Stated goal.
Exact reproduction of the data is required, with images excluded.

▼▼▼

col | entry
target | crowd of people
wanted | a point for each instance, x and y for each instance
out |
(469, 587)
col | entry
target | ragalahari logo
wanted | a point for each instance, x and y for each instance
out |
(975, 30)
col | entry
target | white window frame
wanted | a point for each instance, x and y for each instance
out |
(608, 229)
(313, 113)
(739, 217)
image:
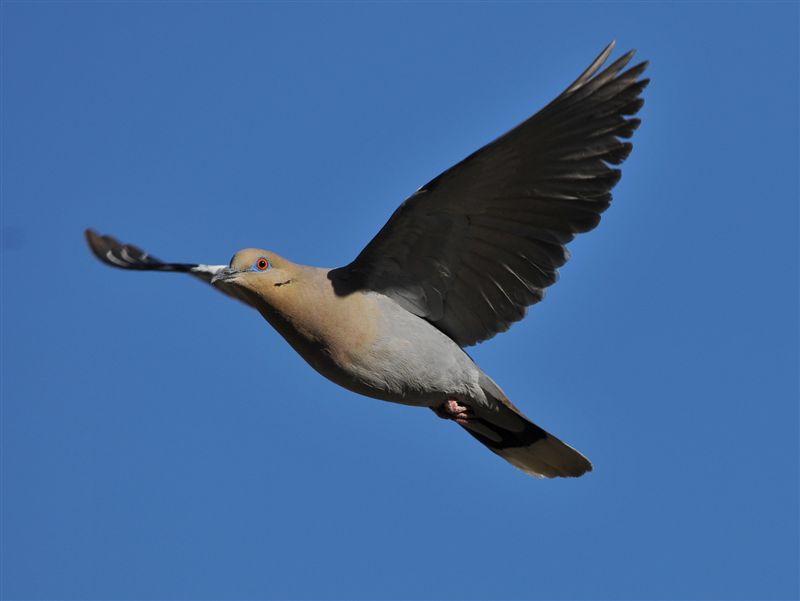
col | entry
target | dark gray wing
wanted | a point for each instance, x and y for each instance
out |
(472, 249)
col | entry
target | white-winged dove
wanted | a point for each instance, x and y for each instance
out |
(458, 262)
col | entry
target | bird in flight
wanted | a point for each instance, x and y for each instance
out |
(459, 261)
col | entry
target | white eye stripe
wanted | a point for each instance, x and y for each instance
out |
(110, 256)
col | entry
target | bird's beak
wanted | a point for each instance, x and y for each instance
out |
(225, 275)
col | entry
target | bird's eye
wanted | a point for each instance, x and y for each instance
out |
(262, 264)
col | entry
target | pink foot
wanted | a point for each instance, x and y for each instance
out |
(450, 409)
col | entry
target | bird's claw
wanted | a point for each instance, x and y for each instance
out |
(451, 409)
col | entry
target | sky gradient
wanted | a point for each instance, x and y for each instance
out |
(160, 441)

▲▲▲

Final answer.
col | entry
target | crowd of people
wanted | a point for each instance, x and y for each instance
out |
(469, 587)
col | entry
target | ragalahari logo
wanted | a point for each instance, x and y for each instance
out |
(975, 30)
col | entry
target | white window frame
wanted | a point for each instance, x and y for each instance
out |
(608, 229)
(313, 113)
(739, 217)
image:
col | entry
target | dark gray wing
wanted | a point for each instance, x and y for each instance
out |
(472, 249)
col | entry
target | white-winged dove
wanted | a point for each instance, x and y for each instance
out |
(458, 262)
col | entry
target | bird in flight
wanted | a point for each instance, x and y for each instance
out |
(459, 261)
col | entry
target | white eye stripe
wanted | a point for each instance, x and y for each instance
out |
(110, 256)
col | entry
target | bird's beak
wanted | a point for each instance, x and y for each instance
out |
(225, 275)
col | entry
target | bird's eye
wanted | a point for each instance, x and y for each instance
out |
(262, 264)
col | entry
target | pink foot
wanted | a point for each instance, x and y for each instance
out |
(450, 409)
col | entry
target | bird's claw
wanted | a point for each instance, x and y for each instance
out |
(451, 409)
col | entry
target | sky gradient
wanted | a point for each instance, x and y for each instance
out |
(160, 441)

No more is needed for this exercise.